Избранный отрывок:
::::
Клод Леви-Строс - Структурная антропология
Сразу же отбросим толкования эволюционистов и диффузионистов. Первые стремятся объяснить дуальную организацию как необходимую стадию развития общества8, поэтому они вынуждены вначале определить простую форму, частным проявлением, пережитками или следами которой явились бы наблюдаемые формы, а затем постулировать давнее наличие этой формы у народов, у которых ничто не указывает на когда-либо существовавшее деление на половины. Со своей стороны, диффузионисты выбирают обычно наиболее богатый и наиболее сложный из наблюдаемых типов в качестве представителя первоначальной формы установления и приписывают его происхождение той области земного шара, где он наиболее распространен, считая все другие формы результатом миграций и заимствований из одного общего источника. В обоих случаях произвольно выбирается какой-то один из известных типов, после чего его делают моделью, к которой пытаются, пользуясь спекулятивным методом, привести все остальные типы.
Будет ли сделана попытка изучить каждый из наблюдаемых случаев как индивидуальное явление, что означало бы доведение до крайности номинализма Боаса? Тогда пришлось бы констатировать, что, с одной стороны, функции, приписываемые дуальной организации, не совпадают, а с другой — история каждой общественной группы свидетельствует о том, что разделение на половины имеет самое различное происхождение [632]. Так, дуальная организация в зависимости от обстоятельств может быть следствием: проникновения в данный народ пришлых элементов; слияния двух территориально близких групп по самым различным причинам (экономическим, демографическим, обрядовым); кристаллизации в виде социальных установлений эмпирических правил, направленных на обеспечение брачного обмена внутри данной группы; равного распределения внутри группы двух типов деятельности по двум половинам года или двух подразделений всего населения по противоположным видам поведения, которые в то же время рассматриваются как необходимые для поддержания общественного равновесия и т. п.
Таким образом, придется признать, что понятие дуальной организации представляет собой ложно истолкованную категорию, и, распространяя это умозаключение на другие виды общественной жизни, мы придем к необходимости отрицать существование установлений исключительно в пользу существования обществ. Этнология и этнография (первая, впрочем, сводится в этом случае ко второй) были бы тогда не более чем историей, которой пришлось бы стыдиться самой себя, поскольку для того, чтобы называться историей в подлинном смысле слова, ей нужно опираться на письменные и иконографические памятники.
* * *Малиновский и его последователи справедливо протестовали именно против этой сдачи позиций. Однако позволительно спросить: не выплеснули ли они вместе с водой младенца, отказываясь от какой бы то ни было истории под предлогом того, что история для этнологов недостаточно хороша, чтобы принимать ее во внимание? Может быть одно из двух. Либо функционалисты провозглашают, что любое этнологическое исследование должно основываться на тщательнейшем изучении конкретных обществ, их установлений и соотношений между ними и обычаями, верованиями и материальной культурой, а также изучении отношений между индивидом и группой и индивидами между собой внутри группы. Тогда они просто делают то, что рекомендовал в тех же самых выражениях Боас в 1895 году и в то же время французская школа в лице Дюркгейма и Мосса: занимаются добротной этнографией (Малиновский в начале своей научной работы сделал это великолепно, особенно в своих «Аргонавтах Западной части Тихого океана» [641]). Тем не менее теоретическую позицию Боаса ему превзойти не удалось.
::::
Предоставленные записи:
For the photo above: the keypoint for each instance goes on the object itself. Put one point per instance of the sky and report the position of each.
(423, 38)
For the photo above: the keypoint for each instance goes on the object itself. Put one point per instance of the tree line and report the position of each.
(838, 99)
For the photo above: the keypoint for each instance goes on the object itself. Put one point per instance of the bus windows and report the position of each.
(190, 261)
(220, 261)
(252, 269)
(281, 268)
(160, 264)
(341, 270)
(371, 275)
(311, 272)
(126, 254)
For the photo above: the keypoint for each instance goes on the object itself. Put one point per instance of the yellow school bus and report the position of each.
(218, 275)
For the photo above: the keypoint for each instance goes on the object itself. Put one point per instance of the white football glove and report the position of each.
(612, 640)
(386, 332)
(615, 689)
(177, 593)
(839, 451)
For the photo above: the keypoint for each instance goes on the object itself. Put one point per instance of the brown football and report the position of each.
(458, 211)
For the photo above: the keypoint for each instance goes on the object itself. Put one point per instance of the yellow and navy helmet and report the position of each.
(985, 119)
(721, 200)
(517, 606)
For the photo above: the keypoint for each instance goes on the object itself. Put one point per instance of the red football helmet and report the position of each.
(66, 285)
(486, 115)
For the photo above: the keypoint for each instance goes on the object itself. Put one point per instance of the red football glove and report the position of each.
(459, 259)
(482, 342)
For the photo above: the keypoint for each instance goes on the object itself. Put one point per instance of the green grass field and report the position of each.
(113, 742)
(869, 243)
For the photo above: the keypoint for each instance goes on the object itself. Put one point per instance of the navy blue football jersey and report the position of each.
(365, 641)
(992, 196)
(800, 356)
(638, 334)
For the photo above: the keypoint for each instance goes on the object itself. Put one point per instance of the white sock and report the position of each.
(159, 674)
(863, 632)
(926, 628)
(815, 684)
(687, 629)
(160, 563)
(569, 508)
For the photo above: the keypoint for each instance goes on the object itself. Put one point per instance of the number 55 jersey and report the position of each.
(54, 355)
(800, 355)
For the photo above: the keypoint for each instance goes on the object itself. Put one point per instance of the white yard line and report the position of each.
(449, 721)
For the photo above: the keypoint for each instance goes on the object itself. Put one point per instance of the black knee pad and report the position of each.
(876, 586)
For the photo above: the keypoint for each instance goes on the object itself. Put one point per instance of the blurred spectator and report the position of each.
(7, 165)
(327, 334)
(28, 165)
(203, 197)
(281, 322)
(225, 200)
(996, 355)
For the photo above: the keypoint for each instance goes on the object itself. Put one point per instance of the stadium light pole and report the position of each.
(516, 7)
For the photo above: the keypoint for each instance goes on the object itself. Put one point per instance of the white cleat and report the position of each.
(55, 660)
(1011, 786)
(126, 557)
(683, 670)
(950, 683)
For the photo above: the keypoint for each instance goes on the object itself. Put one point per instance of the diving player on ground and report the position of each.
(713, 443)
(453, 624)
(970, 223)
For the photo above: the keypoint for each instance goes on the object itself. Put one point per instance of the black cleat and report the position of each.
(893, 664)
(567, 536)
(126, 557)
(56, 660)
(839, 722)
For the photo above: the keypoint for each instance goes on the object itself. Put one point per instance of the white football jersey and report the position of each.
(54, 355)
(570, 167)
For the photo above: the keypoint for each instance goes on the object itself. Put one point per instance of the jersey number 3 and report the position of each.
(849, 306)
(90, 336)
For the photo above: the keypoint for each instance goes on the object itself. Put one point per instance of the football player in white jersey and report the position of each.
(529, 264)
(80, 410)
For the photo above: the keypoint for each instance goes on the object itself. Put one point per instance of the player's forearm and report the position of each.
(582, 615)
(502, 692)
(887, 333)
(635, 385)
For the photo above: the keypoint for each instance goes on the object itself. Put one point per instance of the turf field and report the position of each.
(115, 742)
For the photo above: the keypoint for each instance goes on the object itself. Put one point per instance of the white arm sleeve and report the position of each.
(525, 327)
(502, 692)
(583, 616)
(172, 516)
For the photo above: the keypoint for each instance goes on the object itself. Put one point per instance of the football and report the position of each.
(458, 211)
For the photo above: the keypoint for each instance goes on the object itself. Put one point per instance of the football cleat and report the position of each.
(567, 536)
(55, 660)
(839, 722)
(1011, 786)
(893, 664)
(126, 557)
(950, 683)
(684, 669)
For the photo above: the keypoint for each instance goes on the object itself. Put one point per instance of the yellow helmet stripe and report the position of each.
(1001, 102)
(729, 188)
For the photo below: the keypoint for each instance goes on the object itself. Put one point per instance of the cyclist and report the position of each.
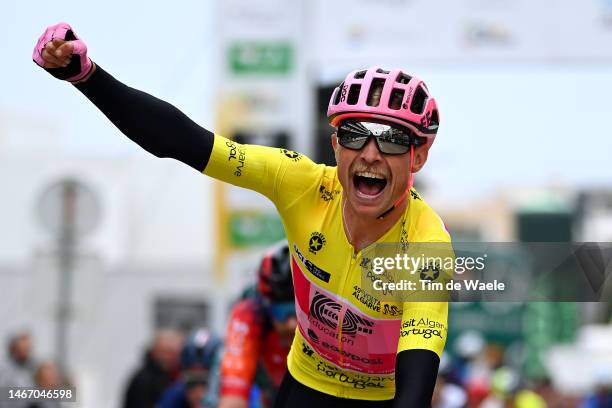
(200, 357)
(259, 334)
(351, 347)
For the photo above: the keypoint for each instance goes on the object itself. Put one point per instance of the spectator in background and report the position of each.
(48, 377)
(18, 370)
(195, 388)
(259, 334)
(446, 393)
(602, 396)
(157, 372)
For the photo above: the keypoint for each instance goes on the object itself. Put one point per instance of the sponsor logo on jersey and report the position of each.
(238, 154)
(326, 310)
(313, 336)
(408, 97)
(328, 195)
(430, 272)
(295, 156)
(312, 268)
(316, 242)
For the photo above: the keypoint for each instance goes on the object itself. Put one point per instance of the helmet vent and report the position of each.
(397, 95)
(435, 119)
(375, 92)
(338, 93)
(418, 101)
(354, 94)
(403, 78)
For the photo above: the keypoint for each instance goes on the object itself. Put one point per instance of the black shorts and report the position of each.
(293, 394)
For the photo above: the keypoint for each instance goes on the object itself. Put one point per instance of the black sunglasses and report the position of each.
(389, 139)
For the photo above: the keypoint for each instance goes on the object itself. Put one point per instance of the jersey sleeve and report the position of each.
(241, 350)
(281, 175)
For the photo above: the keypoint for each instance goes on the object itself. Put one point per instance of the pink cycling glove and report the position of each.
(80, 65)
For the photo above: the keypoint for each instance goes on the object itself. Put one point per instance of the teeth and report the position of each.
(369, 175)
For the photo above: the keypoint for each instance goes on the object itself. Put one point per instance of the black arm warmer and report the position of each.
(155, 125)
(415, 377)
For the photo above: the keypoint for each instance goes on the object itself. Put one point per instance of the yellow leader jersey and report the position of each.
(347, 339)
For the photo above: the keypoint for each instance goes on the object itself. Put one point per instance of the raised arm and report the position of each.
(155, 125)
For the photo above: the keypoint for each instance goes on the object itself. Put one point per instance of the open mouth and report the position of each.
(369, 184)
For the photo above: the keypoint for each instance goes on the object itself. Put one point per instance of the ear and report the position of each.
(420, 158)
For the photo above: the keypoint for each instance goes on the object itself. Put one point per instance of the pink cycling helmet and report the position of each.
(393, 96)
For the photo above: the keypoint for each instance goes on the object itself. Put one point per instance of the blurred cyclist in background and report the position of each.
(158, 370)
(196, 387)
(18, 369)
(259, 335)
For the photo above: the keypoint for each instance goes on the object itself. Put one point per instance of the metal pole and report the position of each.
(66, 246)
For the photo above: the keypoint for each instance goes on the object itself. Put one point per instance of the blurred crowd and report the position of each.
(477, 374)
(182, 371)
(21, 369)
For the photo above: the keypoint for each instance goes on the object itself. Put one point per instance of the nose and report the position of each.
(370, 152)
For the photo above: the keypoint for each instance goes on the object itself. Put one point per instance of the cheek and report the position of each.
(343, 169)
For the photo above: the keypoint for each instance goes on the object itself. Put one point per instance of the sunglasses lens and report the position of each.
(282, 311)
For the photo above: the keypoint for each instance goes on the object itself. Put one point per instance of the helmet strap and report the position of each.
(405, 193)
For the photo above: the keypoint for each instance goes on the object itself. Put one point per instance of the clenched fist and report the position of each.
(61, 53)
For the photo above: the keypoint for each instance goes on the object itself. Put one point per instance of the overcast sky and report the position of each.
(501, 126)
::::
Задание: В каком году, согласно отрывку, Боас рекомендовал основывать этнологическое исследование на тщательнейшем изучении конкретных обществ?

Ответ: В 1895 году.